== Brano di partenza ==
Nel settore informatico il termine s. denota l’insieme delle tecniche e dei dispositivi, sia software sia hardware, mediante i quali si attua la protezione di dati e sistemi informatici. Gli aspetti principali della s. informatica riguardano la difesa delle informazioni dai tentativi di intrusione a scopo di spionaggio o di danneggiamento dell’intero sistema, e la salvaguardia della loro integrità, ovvero la protezione delle informazioni nei confronti di modifiche, accidentali o volontarie, del loro contenuto. Il primo aspetto ha acquisito grande importanza con la diffusione della rete internet e con la conseguente possibilità di far circolare con estrema semplicità le informazioni, rendendole allo stesso tempo un facile bersaglio per pirati informatici, hacker ecc; in questo caso, il sistema di protezione più efficace è costituito dalle procedure di autenticazione, mediante le quali viene consentito l’accesso alle informazioni soltanto a quegli utenti di cui si è preventivamente verificata l’identità. Una corretta archiviazione dei dati, invece, garantisce che questi vengano conservati integri. Esistono diverse tecniche per l’archiviazione delle informazioni, dalla semplice memorizzazione su supporti digitali quali CD, DVD, hard disk ecc. fino alla realizzazione di complesse strutture, denominate database, che richiedono l’utilizzo di software specifici, database management system (➔ DBMS), con i quali è possibile manipolare i dati riducendo al minimo le possibilità che questi vengano persi o modificati.
===
== Materiale fornito ==
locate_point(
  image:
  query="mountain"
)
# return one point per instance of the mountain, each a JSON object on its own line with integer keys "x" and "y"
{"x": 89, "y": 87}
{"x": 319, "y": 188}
===
Compito da svolgere. Riprenda il brano sulla sicurezza informatica e lo prosegua a partire dall'ultima frase riportata. I record provengono da una fonte diversa.

Risposta.
Negli autoveicoli, il complesso degli elementi costruttivi atti a prevenire incidenti o a limitarne le conseguenze per gli occupanti del veicolo stesso; s. attiva, relativa alle caratteristiche meccaniche di questo; s. passiva, relativa alla protezione degli occupanti e anche degli altri utenti della strada (resistenza differenziata della carrozzeria, imbottitura delle sporgenze dell’interno, cinture di s., eliminazione di elementi sporgenti e contundenti esterni ecc.).
Nella scienza delle costruzioni, coefficiente di s., il rapporto tra il carico di rottura (di snervamento, nel caso di materiali duttili) e il carico massimo ammissibile, detto anche carico di sicurezza. Il coefficiente di s., che dev’essere noto in fase di progetto, dipende dall’applicazione specifica, variando, in particolare, al variare dell’incertezza nel valore del carico: nelle costruzioni meccaniche, per es., può essere anche molto elevato nel caso delle funi metalliche; nelle costruzioni civili è legato a molteplici fattori.
Negli impianti elettrici, interruttore (o relè) di s., dispositivo che interrompe automaticamente il circuito di alimentazione del carico, quando l’intensità di corrente nel circuito o la corrente di guasto a terra superano rispettivamente i valori di progetto o i valori fissati dalle norme.